» EXTRACTED TEXT:
◇ ◇ ◇

Papers

Volume and outcome in coronary artery bypass graft surgery: true association or artefact?

BMJ 1995; 311 doi: http://dx.doi.org/10.1136/bmj.311.6998.151 (Published 15 July 1995) Cite this as: BMJ 1995;311:151
  1. Amanda J Sowden, research fellowa,
  2. Jonathan J Deeks, research fellowa,
  3. Trevor A Sheldon, directora
  1. aNHS Centre for Reviews and Dissemination, University of York, York YO1 5DD
  1. Correspondence to: Dr Sowden.
  • Accepted 1 May 1995

Abstract

Objectives: To examine the evidence for a relation between volume of coronary artery bypass graft surgery and hospital death rates, and to assess the degree to which this could be due to confounding because of differences in case mix.

Subjects: People receiving coronary artery bypass graft surgery in the United States.

Design: A systematic review of empirical studies examining the relation between volume and outcome of coronary artery bypass graft surgery. Studies were scored according to degree of adjustment for case mix. Above 200 procedures a year was regarded as high volume.

Results: Fifteen studies were identified, all of which used observational data from the United States for 1972-92. Six were included in the analysis, one was included in a sensitivity analysis, and eight were excluded because of duplicate analyses of data sources and methods of reporting results. The seven studies analysed reported a reduced mortality with increased volume. Studies with better adjustment for case mix, however, indicated less reduction in mortality with increased volume (P=0.04). The apparent advantages of higher volume also decreased over time (P<0.001).

◇ ◇ ◇

» INPUT DATA:

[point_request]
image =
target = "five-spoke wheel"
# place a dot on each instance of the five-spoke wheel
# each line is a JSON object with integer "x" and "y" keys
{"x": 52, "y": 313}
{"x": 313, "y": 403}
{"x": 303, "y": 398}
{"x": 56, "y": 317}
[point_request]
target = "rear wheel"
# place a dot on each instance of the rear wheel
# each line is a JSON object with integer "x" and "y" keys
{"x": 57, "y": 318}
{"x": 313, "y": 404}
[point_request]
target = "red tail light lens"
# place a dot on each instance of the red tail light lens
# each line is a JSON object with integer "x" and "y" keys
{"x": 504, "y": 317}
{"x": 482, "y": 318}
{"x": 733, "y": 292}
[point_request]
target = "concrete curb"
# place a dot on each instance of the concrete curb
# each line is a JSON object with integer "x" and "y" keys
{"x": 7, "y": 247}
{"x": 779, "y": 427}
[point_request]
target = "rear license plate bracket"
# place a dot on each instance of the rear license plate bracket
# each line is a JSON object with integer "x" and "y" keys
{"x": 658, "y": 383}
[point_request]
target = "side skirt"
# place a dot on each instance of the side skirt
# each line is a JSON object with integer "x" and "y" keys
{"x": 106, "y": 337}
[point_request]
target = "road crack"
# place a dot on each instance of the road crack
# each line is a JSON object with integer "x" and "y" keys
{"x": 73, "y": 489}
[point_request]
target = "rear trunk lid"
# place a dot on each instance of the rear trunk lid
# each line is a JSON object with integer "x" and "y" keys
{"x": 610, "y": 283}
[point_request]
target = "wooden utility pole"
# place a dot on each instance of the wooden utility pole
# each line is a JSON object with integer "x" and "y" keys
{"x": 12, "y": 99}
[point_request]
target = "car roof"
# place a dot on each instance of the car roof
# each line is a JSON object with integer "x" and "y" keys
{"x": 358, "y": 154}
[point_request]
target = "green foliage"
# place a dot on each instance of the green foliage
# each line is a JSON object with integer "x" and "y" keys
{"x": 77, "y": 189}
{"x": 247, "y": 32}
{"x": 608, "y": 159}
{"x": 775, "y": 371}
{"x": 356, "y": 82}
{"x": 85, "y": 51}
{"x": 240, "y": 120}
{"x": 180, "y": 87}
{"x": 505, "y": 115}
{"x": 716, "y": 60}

◇ ◇ ◇

» YOUR TASKS:
1 - According to the abstract on volume and outcome in coronary artery bypass surgery, why were eight of the fifteen identified studies left out of the analysis? Answer in one to three sentences.
2 - Swap "hospital death rates" for "in-hospital mortality" in the coronary bypass surgery abstract's passage from "Objectives: To examine" up to and including "the United States.", and write out the passage with that change.
3 - Write what comes next in the abstract on volume and outcome in coronary artery bypass surgery, picking up after its last sentence.
The items have no connection to the abstract.

» RESPONSES IN ORDER:
1 - The eight studies were excluded because of duplicate analyses of data sources and methods of reporting results.

2 -
Objectives: To examine the evidence for a relation between volume of coronary artery bypass graft surgery and in-hospital mortality, and to assess the degree to which this could be due to confounding because of differences in case mix.

Subjects: People receiving coronary artery bypass graft surgery in the United States.

3 -
Conclusions: The evidence for reduced mortality in hospitals with a high volume of coronary artery bypass graft surgery is based entirely on observational studies. These studies may have overestimated the benefit of increased volume because of poor adjustment for case mix. It signals the need for caution in interpreting the results of observational studies that examine the relation between volume and outcome.

Key messages

  • Key messages

  • This evidence comes from observational studies in the United States that compared routine data from hospitals with high and low volumes of the operation

  • Results from observational studies, because they are not randomised, are subject to confounding due for example to different case mix of patients

  • This study shows that the more differences in case mix are taken into account, the smaller are the apparent benefits of increased volume of surgery

  • Policy makers should not assume that concentrating surgical services into larger and more active units will improve outcomes.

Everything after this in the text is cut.